学習目標:
- a) 抽出テキストから、「で、そんな山本直樹出世作(?」を含む箇所を起点とし、「抜群のヒロインの丸谷は語る。」の直後までを一字も変えずに抜き出して返してください。
- b) 抽出テキストのあとがきからの引用によると、この本は最初に出たとき東京都からどのような処分を受けましたか。
- c) 抽出テキストの書き手が『BLUE』を「映画的」と言ってもよいとしているのはなぜですか。本文に示された理由を一～三文で説明してください。

抽出テキスト:
....

山本直樹『BLUE』ー振り返ればそこにいるぼくら

 

俺はとなり町の郵便局員になった

飲み仲間もいるし

かわいいカノジョもできた

田舎暮らしもそんなに悪いもんじゃないよ

山本直樹『BLUE』「BLUE」より(太田出版2006.8)

私が引用した版

一番新しい版

はじめに 

最近、よく山本直樹の本を買って読んでいる。正直、これまでまともに読んできたことのなかった作家なのだけど、見事にハマってしまった。26歳になって山本直樹にはまるのか~と思っていたが、ハマるのはちょうどこれくらいの年なのかもしれない。という訳で、出世作『BLUE』について書いてゆきたいと思う。

 本題に入る前に、あとがきから引用。

この本は最初に出たとき東京都に有害図書指定を受け、絶版回収廃棄という処分になりました。

でもおもしろければそんなものは屁でもないんです。

山本直樹『BLUE』「あとがき」より (太田出版2006.8)

書評

※引用は特に記載のない限り山本直樹『BLUE』「BLUE」より(太田出版2006.8)

 

最近、やたらと山本直樹を読んでいる。作品の何に惹かれているのか分からないが、たくさん読んでいる。本屋で見つけては手に取り、「エッチなシーン多いなぁ、でも全然エッチな感じしないなぁ」等とちょっと垢ぬけた小学生のような感想を抱きながら自宅でだらだらと読みふけっている。

で、そんな山本直樹出世作(?)『BLUE』なんだけど、これがまたなんとも切ない。主人公の灰野とヒロインの丸谷が薬物使ってセックスをしているという話でその薬物の名前が「BLUE」。この「BLUE」という薬物は「青春」のメタファーとも読めて、灰野と丸谷は溶ける錠剤の如く刹那的にセックスを繰り返す。びっくりするくらい、エッチエッチの連続なのだ。

しかし、この「BLUE」はただエッチを繰り返すだけの「エロ本」ではない。思春期、高校時代の気怠さや反骨、欲求、暴力の断片が細部に至るまで細かに描かれている。情景や会話の間を上手く使って抒情を引きずり出している辺り、映画的と言ってもいいだろう。

あと、舞台が東京じゃないのもね、地方郊外出身の私にはグッとくる。成績優秀、スポーツ万能、コミュ力抜群のヒロインの丸谷は語る。

....

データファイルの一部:
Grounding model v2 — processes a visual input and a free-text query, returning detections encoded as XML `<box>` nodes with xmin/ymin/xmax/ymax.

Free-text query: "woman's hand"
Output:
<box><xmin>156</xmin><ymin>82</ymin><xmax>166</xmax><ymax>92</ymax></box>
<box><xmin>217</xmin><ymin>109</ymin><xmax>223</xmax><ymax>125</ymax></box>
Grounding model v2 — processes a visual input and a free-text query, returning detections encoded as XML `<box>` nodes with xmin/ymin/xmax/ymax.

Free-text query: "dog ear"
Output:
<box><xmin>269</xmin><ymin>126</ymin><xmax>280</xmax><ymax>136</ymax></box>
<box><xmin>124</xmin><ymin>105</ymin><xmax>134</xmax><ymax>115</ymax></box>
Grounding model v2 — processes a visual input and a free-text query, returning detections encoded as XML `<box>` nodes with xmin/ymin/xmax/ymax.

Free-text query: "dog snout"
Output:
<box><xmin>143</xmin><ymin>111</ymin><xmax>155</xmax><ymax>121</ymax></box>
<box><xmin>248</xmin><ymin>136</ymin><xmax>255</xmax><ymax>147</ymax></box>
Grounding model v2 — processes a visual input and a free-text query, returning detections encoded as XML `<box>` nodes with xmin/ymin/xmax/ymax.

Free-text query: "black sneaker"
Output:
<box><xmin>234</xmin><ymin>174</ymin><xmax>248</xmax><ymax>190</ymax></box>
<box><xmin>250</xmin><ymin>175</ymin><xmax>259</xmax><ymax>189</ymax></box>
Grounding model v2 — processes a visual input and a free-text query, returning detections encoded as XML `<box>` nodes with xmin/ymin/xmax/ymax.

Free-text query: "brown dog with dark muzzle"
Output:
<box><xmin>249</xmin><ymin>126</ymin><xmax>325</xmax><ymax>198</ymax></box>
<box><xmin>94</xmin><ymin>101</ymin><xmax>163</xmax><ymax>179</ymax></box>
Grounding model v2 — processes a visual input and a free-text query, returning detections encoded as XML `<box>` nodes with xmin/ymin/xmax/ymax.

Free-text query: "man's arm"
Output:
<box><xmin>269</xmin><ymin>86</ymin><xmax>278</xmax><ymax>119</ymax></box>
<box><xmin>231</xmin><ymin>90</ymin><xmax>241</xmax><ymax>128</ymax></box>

....

演習の解答:
- a)
で、そんな山本直樹出世作(?)『BLUE』なんだけど、これがまたなんとも切ない。主人公の灰野とヒロインの丸谷が薬物使ってセックスをしているという話でその薬物の名前が「BLUE」。この「BLUE」という薬物は「青春」のメタファーとも読めて、灰野と丸谷は溶ける錠剤の如く刹那的にセックスを繰り返す。びっくりするくらい、エッチエッチの連続なのだ。

しかし、この「BLUE」はただエッチを繰り返すだけの「エロ本」ではない。思春期、高校時代の気怠さや反骨、欲求、暴力の断片が細部に至るまで細かに描かれている。情景や会話の間を上手く使って抒情を引きずり出している辺り、映画的と言ってもいいだろう。

あと、舞台が東京じゃないのもね、地方郊外出身の私にはグッとくる。成績優秀、スポーツ万能、コミュ力抜群のヒロインの丸谷は語る。

- b) 有害図書指定を受け、絶版回収廃棄という処分になりました。

- c) 情景や会話の間を上手く使って抒情を引きずり出しているからです。